» **Given instruction**: Reproduce the records, requests included, starting at the beginning of the records and ending at the line that contains "x=192, y=182", with both ends included and every coordinate in the answers shifted by -31. Leave the pictures out of the answer.

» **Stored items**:
==========

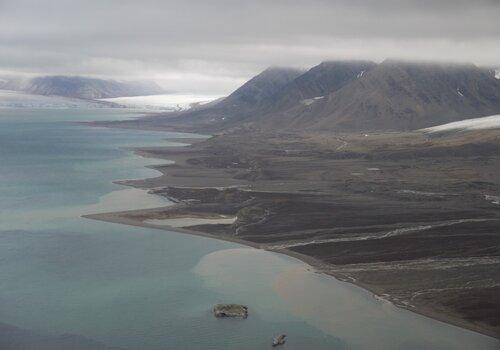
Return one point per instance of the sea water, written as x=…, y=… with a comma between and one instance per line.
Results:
x=138, y=288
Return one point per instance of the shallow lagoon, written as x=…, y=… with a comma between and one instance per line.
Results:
x=141, y=288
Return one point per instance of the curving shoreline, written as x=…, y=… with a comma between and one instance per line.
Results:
x=192, y=182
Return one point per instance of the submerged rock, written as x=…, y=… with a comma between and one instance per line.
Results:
x=230, y=310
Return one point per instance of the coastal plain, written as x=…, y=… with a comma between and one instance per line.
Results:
x=413, y=217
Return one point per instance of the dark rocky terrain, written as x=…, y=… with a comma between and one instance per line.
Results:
x=409, y=216
x=349, y=96
x=80, y=87
x=412, y=216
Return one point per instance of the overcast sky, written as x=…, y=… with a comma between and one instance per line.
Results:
x=212, y=46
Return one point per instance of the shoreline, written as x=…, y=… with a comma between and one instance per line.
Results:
x=318, y=265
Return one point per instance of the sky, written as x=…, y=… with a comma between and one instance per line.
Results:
x=212, y=46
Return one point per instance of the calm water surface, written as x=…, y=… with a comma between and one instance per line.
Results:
x=137, y=288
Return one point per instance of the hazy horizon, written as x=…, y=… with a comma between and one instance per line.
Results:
x=213, y=48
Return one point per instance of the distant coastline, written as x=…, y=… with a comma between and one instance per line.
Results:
x=130, y=218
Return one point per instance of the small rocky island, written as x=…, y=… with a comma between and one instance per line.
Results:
x=230, y=310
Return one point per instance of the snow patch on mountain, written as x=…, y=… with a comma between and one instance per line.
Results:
x=491, y=122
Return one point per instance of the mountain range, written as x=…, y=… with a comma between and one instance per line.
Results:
x=353, y=96
x=80, y=87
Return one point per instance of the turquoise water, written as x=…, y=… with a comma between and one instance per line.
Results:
x=138, y=288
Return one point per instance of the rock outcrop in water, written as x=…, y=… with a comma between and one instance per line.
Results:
x=230, y=310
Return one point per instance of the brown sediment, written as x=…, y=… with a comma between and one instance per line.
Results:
x=417, y=231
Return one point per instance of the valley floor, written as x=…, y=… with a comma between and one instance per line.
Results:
x=413, y=217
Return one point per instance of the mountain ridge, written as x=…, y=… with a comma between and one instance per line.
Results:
x=80, y=87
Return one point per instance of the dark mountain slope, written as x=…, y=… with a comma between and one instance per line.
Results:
x=319, y=81
x=404, y=96
x=81, y=87
x=244, y=101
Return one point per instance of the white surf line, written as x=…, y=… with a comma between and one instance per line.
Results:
x=396, y=232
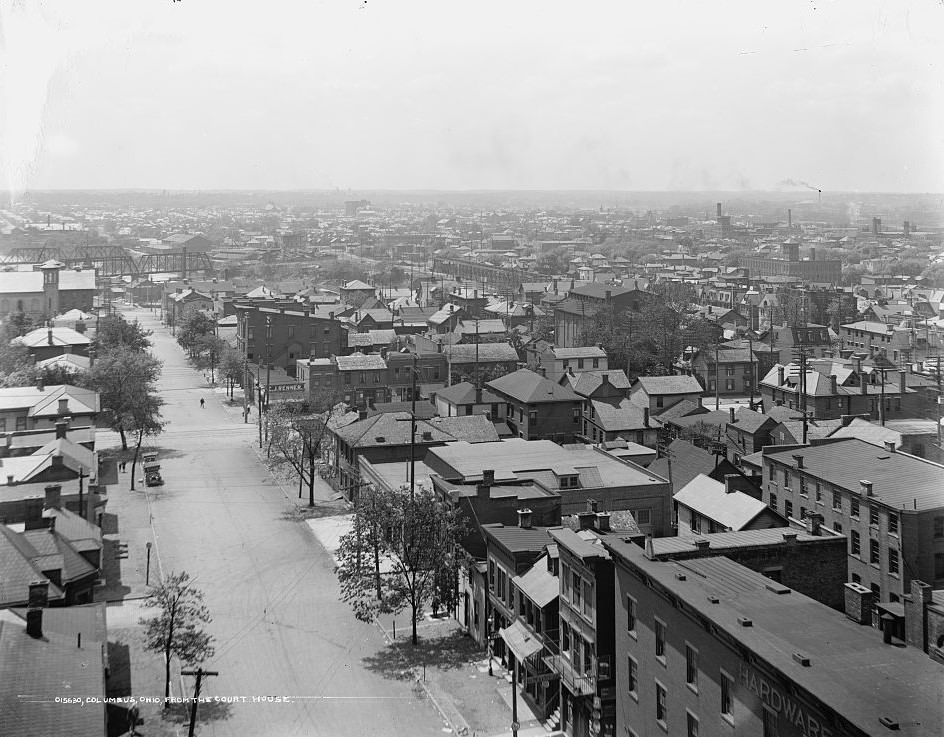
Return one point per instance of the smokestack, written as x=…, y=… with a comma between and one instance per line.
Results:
x=53, y=496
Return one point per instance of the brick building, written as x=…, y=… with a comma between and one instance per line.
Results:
x=889, y=504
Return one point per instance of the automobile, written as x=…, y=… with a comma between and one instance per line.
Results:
x=152, y=470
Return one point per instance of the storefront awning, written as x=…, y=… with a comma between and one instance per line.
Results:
x=521, y=641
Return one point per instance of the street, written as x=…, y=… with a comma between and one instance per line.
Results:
x=270, y=587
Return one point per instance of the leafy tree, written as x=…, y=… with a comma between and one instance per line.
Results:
x=297, y=432
x=177, y=627
x=415, y=540
x=115, y=332
x=126, y=382
x=231, y=367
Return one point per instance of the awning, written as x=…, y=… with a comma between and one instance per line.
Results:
x=522, y=642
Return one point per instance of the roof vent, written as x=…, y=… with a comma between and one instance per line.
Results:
x=801, y=659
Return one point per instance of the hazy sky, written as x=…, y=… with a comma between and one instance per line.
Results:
x=438, y=94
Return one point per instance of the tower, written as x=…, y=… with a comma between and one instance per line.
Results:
x=50, y=271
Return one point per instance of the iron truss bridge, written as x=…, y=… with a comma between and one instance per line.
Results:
x=112, y=260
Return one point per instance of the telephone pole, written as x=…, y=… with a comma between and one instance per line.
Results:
x=199, y=673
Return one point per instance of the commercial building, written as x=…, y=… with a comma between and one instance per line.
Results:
x=889, y=504
x=708, y=647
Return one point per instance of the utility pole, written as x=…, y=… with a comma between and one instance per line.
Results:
x=199, y=673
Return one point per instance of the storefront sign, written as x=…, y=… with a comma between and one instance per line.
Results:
x=783, y=704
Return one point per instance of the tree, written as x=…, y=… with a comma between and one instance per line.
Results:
x=416, y=543
x=297, y=431
x=231, y=367
x=177, y=627
x=126, y=382
x=115, y=332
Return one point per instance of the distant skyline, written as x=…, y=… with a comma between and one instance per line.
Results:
x=487, y=95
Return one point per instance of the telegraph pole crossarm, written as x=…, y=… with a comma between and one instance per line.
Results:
x=199, y=673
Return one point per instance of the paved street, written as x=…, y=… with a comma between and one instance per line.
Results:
x=280, y=628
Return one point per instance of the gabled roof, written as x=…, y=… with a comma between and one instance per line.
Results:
x=528, y=387
x=733, y=510
x=44, y=337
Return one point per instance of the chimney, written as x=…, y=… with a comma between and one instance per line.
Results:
x=38, y=600
x=53, y=496
x=916, y=614
x=858, y=603
x=814, y=521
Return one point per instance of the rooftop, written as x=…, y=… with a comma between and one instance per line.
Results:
x=851, y=670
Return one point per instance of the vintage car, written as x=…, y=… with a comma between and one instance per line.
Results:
x=152, y=470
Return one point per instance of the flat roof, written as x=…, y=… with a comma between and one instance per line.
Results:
x=898, y=479
x=851, y=670
x=516, y=458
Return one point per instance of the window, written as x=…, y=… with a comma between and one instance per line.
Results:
x=727, y=697
x=588, y=598
x=691, y=667
x=692, y=730
x=661, y=708
x=771, y=727
x=632, y=681
x=631, y=616
x=660, y=639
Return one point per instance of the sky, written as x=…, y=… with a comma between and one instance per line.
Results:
x=481, y=94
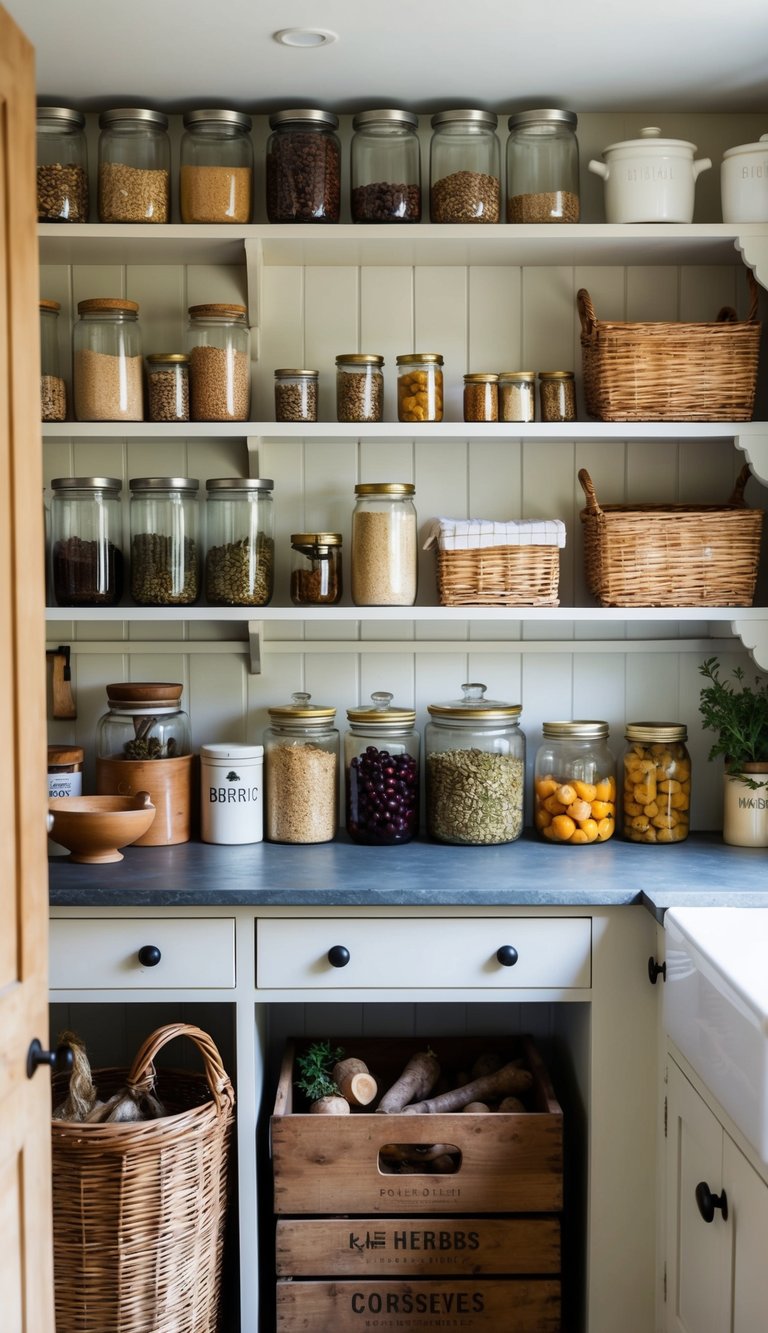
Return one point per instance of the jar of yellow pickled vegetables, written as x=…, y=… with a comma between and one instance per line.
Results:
x=656, y=783
x=575, y=784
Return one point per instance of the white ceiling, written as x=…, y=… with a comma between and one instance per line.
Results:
x=424, y=55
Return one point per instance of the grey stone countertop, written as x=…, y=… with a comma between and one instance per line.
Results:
x=700, y=872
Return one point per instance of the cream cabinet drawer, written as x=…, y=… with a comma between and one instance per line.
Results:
x=126, y=953
x=423, y=952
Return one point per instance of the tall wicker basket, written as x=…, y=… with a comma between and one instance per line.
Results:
x=139, y=1208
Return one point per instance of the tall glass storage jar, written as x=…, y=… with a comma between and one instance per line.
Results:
x=62, y=165
x=108, y=369
x=216, y=167
x=382, y=772
x=386, y=167
x=575, y=784
x=475, y=755
x=543, y=167
x=164, y=541
x=86, y=541
x=302, y=772
x=464, y=167
x=240, y=545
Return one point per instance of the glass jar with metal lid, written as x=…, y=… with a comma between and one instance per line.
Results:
x=134, y=165
x=219, y=345
x=240, y=545
x=216, y=167
x=656, y=783
x=420, y=387
x=543, y=167
x=575, y=784
x=86, y=541
x=384, y=545
x=164, y=541
x=108, y=369
x=464, y=167
x=475, y=755
x=62, y=165
x=302, y=772
x=359, y=387
x=382, y=772
x=386, y=167
x=316, y=568
x=303, y=167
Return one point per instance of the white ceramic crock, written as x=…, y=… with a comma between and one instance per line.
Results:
x=650, y=179
x=744, y=183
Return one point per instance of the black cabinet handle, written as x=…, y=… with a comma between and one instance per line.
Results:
x=707, y=1203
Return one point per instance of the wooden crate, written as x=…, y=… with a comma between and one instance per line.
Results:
x=331, y=1164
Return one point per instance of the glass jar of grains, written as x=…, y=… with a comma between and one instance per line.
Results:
x=575, y=784
x=134, y=165
x=164, y=543
x=475, y=755
x=302, y=772
x=240, y=545
x=216, y=167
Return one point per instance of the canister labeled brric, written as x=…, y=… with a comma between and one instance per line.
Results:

==========

» **Solution to the problem**:
Return one point per instance of the sea water, written as x=…, y=… with a comma between and one instance per line.
Results:
x=107, y=257
Return one point per instance of the shallow lagoon, written as x=…, y=… with a comma between and one instance per line.
Results:
x=110, y=257
Return one point per instance of the curving shoreline, written as x=…, y=… with a comma between and one instance per line.
Results:
x=161, y=151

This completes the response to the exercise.